* EXERCISE GOAL:
Leave out the pictures and copy the remaining records exactly.
Begin PROVIDED ENTRIES
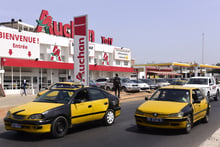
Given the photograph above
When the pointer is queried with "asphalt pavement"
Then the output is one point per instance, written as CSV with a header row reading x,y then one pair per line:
x,y
11,101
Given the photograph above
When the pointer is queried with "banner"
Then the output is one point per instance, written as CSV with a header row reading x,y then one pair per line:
x,y
16,44
81,53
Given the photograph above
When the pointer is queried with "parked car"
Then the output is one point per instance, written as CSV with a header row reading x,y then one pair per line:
x,y
109,84
173,107
142,86
60,85
151,83
128,85
208,85
62,108
92,83
162,82
102,82
178,82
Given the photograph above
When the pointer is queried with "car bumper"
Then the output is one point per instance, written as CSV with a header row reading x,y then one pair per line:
x,y
165,123
132,89
27,126
144,88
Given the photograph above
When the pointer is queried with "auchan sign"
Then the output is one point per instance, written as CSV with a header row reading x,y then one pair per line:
x,y
58,28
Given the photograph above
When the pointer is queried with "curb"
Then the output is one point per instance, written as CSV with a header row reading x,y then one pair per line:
x,y
126,98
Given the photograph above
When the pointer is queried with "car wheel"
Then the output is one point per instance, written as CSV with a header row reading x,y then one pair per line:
x,y
140,127
109,118
217,96
188,124
108,88
206,118
59,127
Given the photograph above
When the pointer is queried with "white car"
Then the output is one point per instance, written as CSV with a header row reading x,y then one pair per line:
End PROVIDED ENTRIES
* SOLUTION FOR THIS PROBLEM:
Given the photograph above
When the pointer is queried with "asphalt pavement"
Then the output is one point per instance, written as CSV with a header row reading x,y then one pair per line:
x,y
11,101
Given the photograph above
When the pointer is queried with "banner"
Then the output is one point per instance, written as CSV with a header row reading x,y then one pair per line:
x,y
16,44
81,53
Given the photograph above
When the pointer is queried with "parked car"
Then the output is one point per instance, written as CSV with a header row reading x,y then one pair per line:
x,y
109,84
173,107
142,86
60,85
151,83
128,85
208,85
62,108
92,83
162,82
102,82
178,82
Given the photograph above
When the pointer is queried with "car bumper"
Then the output is one point per instance, written as CSV with a header row reading x,y then one pair per line:
x,y
165,123
132,89
27,126
144,88
Given the photograph above
When the pointer is queried with "auchan sign"
Then the output is one point per instance, written as CSV with a header row reading x,y then one pair per line:
x,y
58,28
Given the photograph above
When the pointer is queried with "curb"
Then the output is one point per instance, written as CSV with a header row reading x,y then one pair per line:
x,y
126,98
Given the photograph above
When the pointer is queried with "car wheel"
Then the output is one point per instance, written as CSV with a header row reading x,y then one pair per line:
x,y
140,127
109,118
217,96
188,124
108,88
206,118
59,127
Given the photograph above
When the pointer is queried with "white car"
Then the output is one point per instance, written as CSV with a header row reading x,y then one pair per line:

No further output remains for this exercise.